● What is expected: Copy exactly the line that contains "the crown molding" plus all remaining lines of the data, and leave out every line before it.
==============================
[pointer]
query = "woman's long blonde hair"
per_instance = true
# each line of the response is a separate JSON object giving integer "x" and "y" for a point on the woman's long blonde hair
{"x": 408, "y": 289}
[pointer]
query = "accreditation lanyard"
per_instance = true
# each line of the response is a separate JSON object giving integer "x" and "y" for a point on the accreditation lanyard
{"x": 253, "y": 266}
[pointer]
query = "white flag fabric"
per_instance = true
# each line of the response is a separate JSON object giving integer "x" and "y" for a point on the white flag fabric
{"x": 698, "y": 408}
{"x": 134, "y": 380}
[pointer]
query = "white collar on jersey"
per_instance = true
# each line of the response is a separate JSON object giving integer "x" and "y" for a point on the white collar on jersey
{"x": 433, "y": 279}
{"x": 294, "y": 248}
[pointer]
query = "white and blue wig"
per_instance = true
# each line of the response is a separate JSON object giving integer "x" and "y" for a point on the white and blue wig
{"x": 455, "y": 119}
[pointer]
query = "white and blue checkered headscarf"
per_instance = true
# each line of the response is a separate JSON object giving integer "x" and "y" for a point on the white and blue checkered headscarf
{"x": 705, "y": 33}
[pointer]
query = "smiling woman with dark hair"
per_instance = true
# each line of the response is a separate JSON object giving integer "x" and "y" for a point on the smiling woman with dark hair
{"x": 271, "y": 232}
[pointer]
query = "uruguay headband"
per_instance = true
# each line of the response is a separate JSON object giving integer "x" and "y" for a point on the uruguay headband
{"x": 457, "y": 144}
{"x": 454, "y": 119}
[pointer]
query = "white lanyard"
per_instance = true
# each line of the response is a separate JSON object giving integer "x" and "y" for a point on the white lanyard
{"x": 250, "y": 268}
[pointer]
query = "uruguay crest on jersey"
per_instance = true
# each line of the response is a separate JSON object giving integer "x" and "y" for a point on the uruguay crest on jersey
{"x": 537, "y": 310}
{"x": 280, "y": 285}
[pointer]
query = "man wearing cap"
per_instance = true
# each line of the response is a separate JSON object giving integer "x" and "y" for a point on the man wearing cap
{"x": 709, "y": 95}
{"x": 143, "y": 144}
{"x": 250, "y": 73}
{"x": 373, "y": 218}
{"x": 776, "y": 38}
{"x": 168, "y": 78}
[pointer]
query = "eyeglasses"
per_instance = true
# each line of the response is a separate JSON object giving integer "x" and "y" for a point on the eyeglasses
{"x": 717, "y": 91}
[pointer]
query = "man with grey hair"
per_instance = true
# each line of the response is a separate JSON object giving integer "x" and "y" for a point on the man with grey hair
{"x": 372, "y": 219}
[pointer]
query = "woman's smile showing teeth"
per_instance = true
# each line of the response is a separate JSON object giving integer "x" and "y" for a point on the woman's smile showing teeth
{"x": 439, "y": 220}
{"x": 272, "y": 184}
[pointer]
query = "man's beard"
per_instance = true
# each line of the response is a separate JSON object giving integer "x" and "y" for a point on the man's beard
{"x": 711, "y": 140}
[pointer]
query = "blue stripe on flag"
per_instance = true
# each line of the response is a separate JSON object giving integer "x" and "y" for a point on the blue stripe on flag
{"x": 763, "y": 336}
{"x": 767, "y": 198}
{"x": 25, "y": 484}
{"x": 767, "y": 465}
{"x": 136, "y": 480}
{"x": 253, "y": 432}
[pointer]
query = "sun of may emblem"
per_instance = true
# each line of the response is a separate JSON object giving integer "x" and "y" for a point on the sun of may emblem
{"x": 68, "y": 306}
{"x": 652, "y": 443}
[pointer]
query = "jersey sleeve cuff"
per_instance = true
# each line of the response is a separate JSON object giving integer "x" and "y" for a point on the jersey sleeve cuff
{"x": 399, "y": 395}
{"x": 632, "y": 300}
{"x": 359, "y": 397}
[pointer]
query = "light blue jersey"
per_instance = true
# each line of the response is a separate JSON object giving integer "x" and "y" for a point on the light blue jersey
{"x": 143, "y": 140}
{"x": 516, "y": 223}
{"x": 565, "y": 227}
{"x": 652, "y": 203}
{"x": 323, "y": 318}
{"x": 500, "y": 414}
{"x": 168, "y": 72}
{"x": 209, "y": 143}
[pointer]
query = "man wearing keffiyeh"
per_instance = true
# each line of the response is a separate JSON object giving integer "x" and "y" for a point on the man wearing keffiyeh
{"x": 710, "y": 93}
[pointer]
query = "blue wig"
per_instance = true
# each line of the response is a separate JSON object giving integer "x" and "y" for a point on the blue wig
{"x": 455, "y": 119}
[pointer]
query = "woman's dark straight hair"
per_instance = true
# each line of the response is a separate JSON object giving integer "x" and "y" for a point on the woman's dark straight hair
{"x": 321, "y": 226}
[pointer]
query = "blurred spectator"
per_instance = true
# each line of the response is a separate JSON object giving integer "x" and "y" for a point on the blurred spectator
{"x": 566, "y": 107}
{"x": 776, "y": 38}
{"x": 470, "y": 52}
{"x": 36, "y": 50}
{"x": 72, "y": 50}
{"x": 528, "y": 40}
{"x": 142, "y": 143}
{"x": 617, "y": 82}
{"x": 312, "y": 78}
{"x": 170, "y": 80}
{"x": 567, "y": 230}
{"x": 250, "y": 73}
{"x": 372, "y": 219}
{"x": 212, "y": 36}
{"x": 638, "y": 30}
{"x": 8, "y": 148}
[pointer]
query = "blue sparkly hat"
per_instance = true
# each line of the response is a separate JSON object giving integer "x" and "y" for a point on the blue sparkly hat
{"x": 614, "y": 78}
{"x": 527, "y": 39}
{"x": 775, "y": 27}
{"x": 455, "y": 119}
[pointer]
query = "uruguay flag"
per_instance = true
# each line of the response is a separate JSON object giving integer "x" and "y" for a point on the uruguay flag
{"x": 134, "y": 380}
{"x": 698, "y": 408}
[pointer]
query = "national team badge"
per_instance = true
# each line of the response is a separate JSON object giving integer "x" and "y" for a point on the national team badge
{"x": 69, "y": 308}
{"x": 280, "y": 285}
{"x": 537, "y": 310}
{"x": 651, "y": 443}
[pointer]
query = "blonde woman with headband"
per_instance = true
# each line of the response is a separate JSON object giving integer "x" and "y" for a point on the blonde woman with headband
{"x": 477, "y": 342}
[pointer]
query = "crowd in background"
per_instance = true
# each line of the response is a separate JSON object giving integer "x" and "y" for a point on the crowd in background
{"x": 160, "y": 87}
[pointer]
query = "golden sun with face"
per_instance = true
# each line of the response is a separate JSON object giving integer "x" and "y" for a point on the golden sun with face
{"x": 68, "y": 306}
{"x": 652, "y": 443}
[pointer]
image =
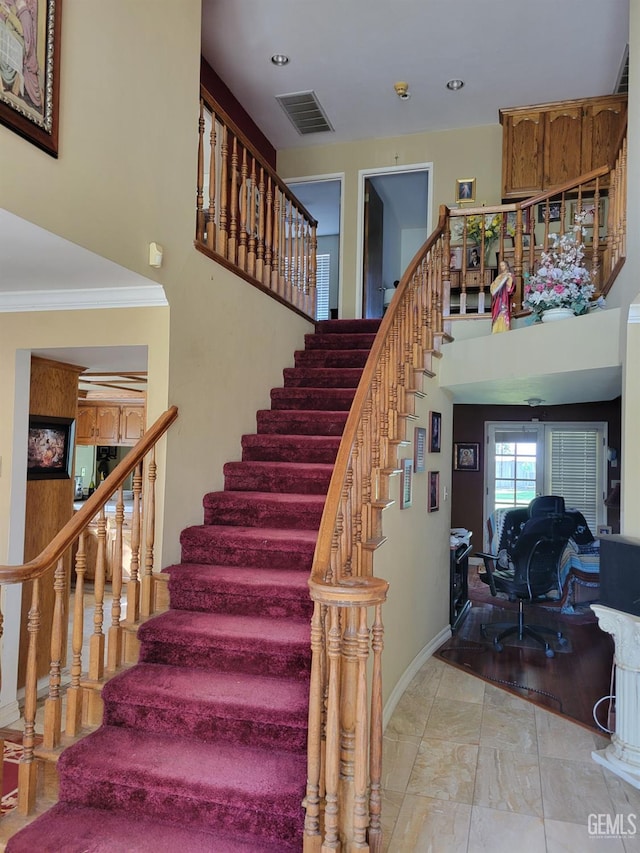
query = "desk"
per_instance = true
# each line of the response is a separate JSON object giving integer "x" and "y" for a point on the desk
{"x": 459, "y": 603}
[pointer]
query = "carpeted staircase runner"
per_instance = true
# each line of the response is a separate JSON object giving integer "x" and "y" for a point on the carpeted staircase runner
{"x": 203, "y": 742}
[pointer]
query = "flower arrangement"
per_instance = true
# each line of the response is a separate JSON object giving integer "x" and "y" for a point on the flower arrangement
{"x": 562, "y": 281}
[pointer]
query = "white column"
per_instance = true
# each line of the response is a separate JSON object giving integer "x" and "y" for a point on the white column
{"x": 622, "y": 756}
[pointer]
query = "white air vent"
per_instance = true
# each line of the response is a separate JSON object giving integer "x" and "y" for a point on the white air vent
{"x": 305, "y": 112}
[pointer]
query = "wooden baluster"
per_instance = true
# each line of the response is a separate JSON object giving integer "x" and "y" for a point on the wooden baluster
{"x": 232, "y": 244}
{"x": 332, "y": 754}
{"x": 211, "y": 213}
{"x": 27, "y": 768}
{"x": 114, "y": 640}
{"x": 244, "y": 191}
{"x": 260, "y": 244}
{"x": 253, "y": 202}
{"x": 133, "y": 585}
{"x": 74, "y": 691}
{"x": 146, "y": 604}
{"x": 200, "y": 184}
{"x": 223, "y": 231}
{"x": 96, "y": 643}
{"x": 53, "y": 702}
{"x": 376, "y": 734}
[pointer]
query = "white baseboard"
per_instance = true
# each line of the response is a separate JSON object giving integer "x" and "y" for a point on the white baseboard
{"x": 414, "y": 667}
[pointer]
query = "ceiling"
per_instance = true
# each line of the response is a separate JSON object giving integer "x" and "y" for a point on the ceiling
{"x": 507, "y": 52}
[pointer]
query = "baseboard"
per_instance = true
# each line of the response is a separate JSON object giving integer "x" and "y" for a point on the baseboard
{"x": 414, "y": 667}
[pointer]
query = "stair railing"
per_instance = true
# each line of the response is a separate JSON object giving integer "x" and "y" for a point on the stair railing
{"x": 343, "y": 798}
{"x": 519, "y": 232}
{"x": 104, "y": 653}
{"x": 248, "y": 219}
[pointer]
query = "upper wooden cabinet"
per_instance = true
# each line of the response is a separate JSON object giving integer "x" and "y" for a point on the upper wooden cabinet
{"x": 549, "y": 144}
{"x": 110, "y": 423}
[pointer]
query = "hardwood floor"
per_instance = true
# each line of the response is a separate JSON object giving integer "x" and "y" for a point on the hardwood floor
{"x": 569, "y": 683}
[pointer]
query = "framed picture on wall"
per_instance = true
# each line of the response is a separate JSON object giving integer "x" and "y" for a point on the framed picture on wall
{"x": 433, "y": 496}
{"x": 435, "y": 422}
{"x": 406, "y": 485}
{"x": 49, "y": 446}
{"x": 466, "y": 457}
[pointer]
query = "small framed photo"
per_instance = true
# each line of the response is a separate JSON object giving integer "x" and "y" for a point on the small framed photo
{"x": 465, "y": 189}
{"x": 555, "y": 208}
{"x": 419, "y": 449}
{"x": 435, "y": 422}
{"x": 466, "y": 457}
{"x": 49, "y": 446}
{"x": 406, "y": 484}
{"x": 433, "y": 498}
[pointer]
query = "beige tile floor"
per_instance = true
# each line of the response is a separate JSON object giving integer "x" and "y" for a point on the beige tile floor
{"x": 469, "y": 767}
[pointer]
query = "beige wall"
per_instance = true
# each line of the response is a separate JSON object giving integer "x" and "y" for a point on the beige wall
{"x": 471, "y": 153}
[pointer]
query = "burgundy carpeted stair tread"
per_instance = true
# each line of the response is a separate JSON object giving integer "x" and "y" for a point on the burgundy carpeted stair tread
{"x": 187, "y": 782}
{"x": 268, "y": 509}
{"x": 77, "y": 829}
{"x": 298, "y": 477}
{"x": 263, "y": 547}
{"x": 333, "y": 358}
{"x": 211, "y": 706}
{"x": 240, "y": 589}
{"x": 290, "y": 448}
{"x": 321, "y": 377}
{"x": 252, "y": 644}
{"x": 309, "y": 422}
{"x": 333, "y": 399}
{"x": 353, "y": 340}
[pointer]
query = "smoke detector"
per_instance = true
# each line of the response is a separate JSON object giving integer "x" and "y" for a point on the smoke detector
{"x": 402, "y": 90}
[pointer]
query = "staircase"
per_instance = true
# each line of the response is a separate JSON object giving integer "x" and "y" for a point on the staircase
{"x": 203, "y": 742}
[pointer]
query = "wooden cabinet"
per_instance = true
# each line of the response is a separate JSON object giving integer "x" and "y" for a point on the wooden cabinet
{"x": 109, "y": 423}
{"x": 548, "y": 144}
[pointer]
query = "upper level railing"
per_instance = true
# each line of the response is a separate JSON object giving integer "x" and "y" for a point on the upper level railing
{"x": 248, "y": 219}
{"x": 519, "y": 232}
{"x": 130, "y": 587}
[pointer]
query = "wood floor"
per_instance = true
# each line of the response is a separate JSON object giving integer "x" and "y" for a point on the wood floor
{"x": 569, "y": 683}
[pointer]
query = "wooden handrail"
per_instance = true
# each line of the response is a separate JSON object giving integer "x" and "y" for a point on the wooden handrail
{"x": 64, "y": 538}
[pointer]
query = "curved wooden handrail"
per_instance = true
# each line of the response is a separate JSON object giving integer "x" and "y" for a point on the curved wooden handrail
{"x": 64, "y": 538}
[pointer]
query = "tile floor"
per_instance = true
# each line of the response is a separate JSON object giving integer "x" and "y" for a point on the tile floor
{"x": 469, "y": 767}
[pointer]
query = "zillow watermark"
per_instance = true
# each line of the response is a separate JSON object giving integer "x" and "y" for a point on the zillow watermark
{"x": 612, "y": 826}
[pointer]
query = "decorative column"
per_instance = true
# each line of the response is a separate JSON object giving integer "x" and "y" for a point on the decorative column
{"x": 622, "y": 756}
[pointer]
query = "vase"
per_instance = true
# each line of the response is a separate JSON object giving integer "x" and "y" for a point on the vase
{"x": 553, "y": 314}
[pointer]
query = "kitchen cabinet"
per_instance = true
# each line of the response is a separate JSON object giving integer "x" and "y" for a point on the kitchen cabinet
{"x": 548, "y": 144}
{"x": 110, "y": 423}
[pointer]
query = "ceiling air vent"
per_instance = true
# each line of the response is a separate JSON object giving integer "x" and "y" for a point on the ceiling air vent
{"x": 305, "y": 112}
{"x": 622, "y": 83}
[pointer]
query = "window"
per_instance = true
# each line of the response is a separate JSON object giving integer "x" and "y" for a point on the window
{"x": 323, "y": 265}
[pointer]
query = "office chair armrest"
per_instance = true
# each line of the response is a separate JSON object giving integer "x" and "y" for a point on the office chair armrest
{"x": 489, "y": 561}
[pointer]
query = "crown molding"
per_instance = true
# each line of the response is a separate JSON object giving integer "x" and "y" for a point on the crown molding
{"x": 140, "y": 296}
==============================
● Task answer:
# each line of the response is a separate JSON object giving integer "x" and "y" for a point on the crown molding
{"x": 140, "y": 296}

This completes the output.